- Given request -
Replace each occurrence of "for example" in the material below with "sample outlines", and reproduce everything else unchanged.

Excerpts from annotation records:
((

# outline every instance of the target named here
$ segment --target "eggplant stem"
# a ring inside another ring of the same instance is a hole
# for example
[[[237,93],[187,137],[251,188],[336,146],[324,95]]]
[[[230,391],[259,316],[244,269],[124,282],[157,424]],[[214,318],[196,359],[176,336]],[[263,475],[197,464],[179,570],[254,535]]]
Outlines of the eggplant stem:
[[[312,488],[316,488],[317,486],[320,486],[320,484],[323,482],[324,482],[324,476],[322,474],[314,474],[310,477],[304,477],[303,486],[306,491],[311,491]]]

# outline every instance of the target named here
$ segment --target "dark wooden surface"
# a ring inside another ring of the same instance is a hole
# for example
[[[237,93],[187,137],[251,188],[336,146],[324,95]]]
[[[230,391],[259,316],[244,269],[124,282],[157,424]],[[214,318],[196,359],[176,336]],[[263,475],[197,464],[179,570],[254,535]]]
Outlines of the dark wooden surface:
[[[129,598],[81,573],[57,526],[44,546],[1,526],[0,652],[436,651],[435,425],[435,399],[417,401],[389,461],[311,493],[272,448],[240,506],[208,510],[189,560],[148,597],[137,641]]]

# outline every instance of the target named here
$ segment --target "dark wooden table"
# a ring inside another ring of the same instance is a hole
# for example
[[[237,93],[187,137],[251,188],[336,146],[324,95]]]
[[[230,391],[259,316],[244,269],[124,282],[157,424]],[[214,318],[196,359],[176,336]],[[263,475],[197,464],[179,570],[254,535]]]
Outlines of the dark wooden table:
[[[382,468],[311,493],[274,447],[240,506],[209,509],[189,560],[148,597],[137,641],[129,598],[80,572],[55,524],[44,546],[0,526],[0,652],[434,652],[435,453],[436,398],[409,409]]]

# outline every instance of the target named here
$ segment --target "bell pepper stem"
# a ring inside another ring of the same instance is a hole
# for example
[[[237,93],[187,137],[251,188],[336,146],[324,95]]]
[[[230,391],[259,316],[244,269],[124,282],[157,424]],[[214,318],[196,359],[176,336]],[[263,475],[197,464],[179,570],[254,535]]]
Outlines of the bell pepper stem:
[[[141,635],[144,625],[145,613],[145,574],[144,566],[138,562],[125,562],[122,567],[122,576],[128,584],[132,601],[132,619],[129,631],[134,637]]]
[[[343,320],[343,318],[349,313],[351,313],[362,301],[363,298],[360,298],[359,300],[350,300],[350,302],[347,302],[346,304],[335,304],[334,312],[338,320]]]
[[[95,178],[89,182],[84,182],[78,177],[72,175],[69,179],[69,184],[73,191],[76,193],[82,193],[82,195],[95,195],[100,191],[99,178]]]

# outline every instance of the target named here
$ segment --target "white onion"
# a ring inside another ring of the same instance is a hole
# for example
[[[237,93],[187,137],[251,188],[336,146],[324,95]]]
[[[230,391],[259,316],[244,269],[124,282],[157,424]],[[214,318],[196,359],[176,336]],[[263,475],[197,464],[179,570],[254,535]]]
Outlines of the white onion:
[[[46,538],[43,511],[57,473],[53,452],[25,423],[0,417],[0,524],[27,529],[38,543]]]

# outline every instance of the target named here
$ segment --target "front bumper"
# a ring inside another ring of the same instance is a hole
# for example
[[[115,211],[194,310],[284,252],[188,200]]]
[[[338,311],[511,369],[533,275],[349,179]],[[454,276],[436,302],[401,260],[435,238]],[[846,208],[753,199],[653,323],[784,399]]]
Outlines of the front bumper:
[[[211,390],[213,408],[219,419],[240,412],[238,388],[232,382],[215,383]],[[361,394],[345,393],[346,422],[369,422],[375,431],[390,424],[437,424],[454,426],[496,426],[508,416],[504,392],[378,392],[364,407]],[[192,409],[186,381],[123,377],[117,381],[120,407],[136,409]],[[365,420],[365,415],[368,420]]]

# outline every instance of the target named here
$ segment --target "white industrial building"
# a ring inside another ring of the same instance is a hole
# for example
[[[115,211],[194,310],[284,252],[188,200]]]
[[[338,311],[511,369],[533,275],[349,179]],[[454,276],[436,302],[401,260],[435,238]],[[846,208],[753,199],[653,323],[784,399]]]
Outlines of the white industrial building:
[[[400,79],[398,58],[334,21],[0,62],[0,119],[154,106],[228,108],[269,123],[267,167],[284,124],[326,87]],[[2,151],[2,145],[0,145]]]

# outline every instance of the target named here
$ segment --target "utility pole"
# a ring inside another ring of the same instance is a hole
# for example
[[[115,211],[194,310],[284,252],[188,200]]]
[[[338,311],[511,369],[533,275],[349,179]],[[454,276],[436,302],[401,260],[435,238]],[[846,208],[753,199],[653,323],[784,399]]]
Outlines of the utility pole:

))

- Worked solution -
# outline every instance of the target named here
$ segment --target "eggplant stem"
# a ring inside another ring of the same instance is a hole
# sample outlines
[[[237,93],[187,137],[251,188],[336,146],[324,95]]]
[[[230,391],[259,316],[244,269],[124,282],[157,424]],[[214,318],[196,359],[176,336]],[[263,475],[197,464],[179,570],[254,535]]]
Outlines of the eggplant stem:
[[[312,488],[316,488],[317,486],[320,486],[320,484],[323,482],[324,482],[324,476],[322,474],[314,474],[310,477],[304,477],[303,486],[306,491],[311,491]]]

# outline every instance of the target named here
$ segment --target "dark wooden surface"
# a ring inside another ring of the same instance is a hole
# sample outlines
[[[237,93],[187,137],[251,188],[336,146],[324,95]]]
[[[230,391],[259,316],[244,269],[124,282],[157,424]],[[214,318],[196,359],[176,336]],[[263,475],[197,464],[179,570],[254,535]]]
Outlines of the dark wooden surface:
[[[129,598],[81,573],[57,526],[44,546],[1,526],[0,652],[436,651],[435,425],[435,399],[417,401],[389,461],[311,493],[272,448],[240,506],[208,510],[189,560],[148,597],[137,641]]]

# outline every instance of the target named here
$ segment --target "dark wooden table"
# a ring inside another ring of the same instance is a hole
# sample outlines
[[[237,93],[187,137],[251,188],[336,146],[324,95]]]
[[[230,391],[259,316],[244,269],[124,282],[157,424]],[[214,318],[196,359],[176,336]],[[263,475],[197,464],[179,570],[254,535]]]
Outlines of the dark wooden table:
[[[382,468],[311,493],[274,447],[240,506],[209,509],[189,560],[148,597],[137,641],[129,598],[80,572],[55,524],[44,546],[0,526],[0,652],[434,652],[435,453],[436,398],[409,409]]]

# outline every instance of the target named here
$ segment --target "bell pepper stem"
# a ring inside another ring of the same instance is a hole
# sample outlines
[[[237,93],[187,137],[251,188],[336,146],[324,95]]]
[[[230,391],[259,316],[244,269],[124,282],[157,424]],[[214,318],[196,359],[176,336]],[[263,475],[197,464],[179,570],[254,535]]]
Outlines of the bell pepper stem:
[[[141,635],[144,625],[145,613],[145,574],[144,566],[138,562],[125,562],[122,567],[122,576],[128,584],[132,601],[132,619],[129,631],[134,637]]]
[[[343,320],[343,318],[349,313],[351,313],[362,301],[363,298],[360,298],[359,300],[350,300],[350,302],[347,302],[346,304],[335,304],[334,312],[338,320]]]
[[[95,178],[89,182],[84,182],[78,177],[72,175],[69,179],[69,184],[73,191],[76,193],[82,193],[82,195],[95,195],[100,191],[99,178]]]

# outline every instance of the target named here
$ segment --target "white onion"
# a ring inside another ring of the same instance is a hole
# sample outlines
[[[237,93],[187,137],[251,188],[336,146],[324,95]]]
[[[230,391],[259,316],[244,269],[124,282],[157,424]],[[214,318],[196,359],[176,336]],[[263,475],[197,464],[179,570],[254,535]]]
Outlines of the white onion:
[[[46,538],[43,511],[57,473],[53,452],[25,423],[0,417],[0,524],[27,529],[38,543]]]

# outline every instance of the target named here
$ segment --target "front bumper"
# a ring inside another ring of the same instance is a hole
# sample outlines
[[[115,211],[194,310],[284,252],[188,200]]]
[[[338,311],[511,369],[533,275],[349,179]],[[454,276],[436,302],[401,260],[435,238]],[[846,208],[753,199],[653,323],[784,399]]]
Outlines of the front bumper:
[[[211,390],[213,408],[219,419],[240,412],[238,388],[232,382],[215,383]],[[361,394],[345,393],[346,422],[369,422],[375,431],[390,424],[437,424],[454,426],[496,426],[508,416],[504,392],[378,392],[364,407]],[[192,409],[186,381],[123,377],[117,381],[120,407],[136,409]],[[365,420],[365,415],[368,420]]]

# outline every instance of the target named here
$ segment --target "white industrial building"
# a ring inside another ring of the same instance is a hole
# sample outlines
[[[115,211],[194,310],[284,252],[188,200]]]
[[[338,311],[511,369],[533,275],[349,179]],[[454,276],[436,302],[401,260],[435,238]],[[846,208],[753,199],[653,323],[784,399]]]
Outlines of the white industrial building:
[[[400,79],[398,58],[334,21],[0,62],[0,119],[154,106],[228,108],[269,123],[267,167],[284,124],[326,87]],[[2,151],[2,145],[0,145]]]

# outline every instance of the target named here
$ segment --target "utility pole"
# a ring inside another ring of the same instance is a hole
# sample outlines
[[[115,211],[194,310],[284,252],[188,200]]]
[[[338,311],[511,369],[533,275],[349,179]],[[454,276],[436,302],[401,260],[435,238]],[[846,208],[753,199],[653,323],[784,399]]]
Outlines of the utility pole:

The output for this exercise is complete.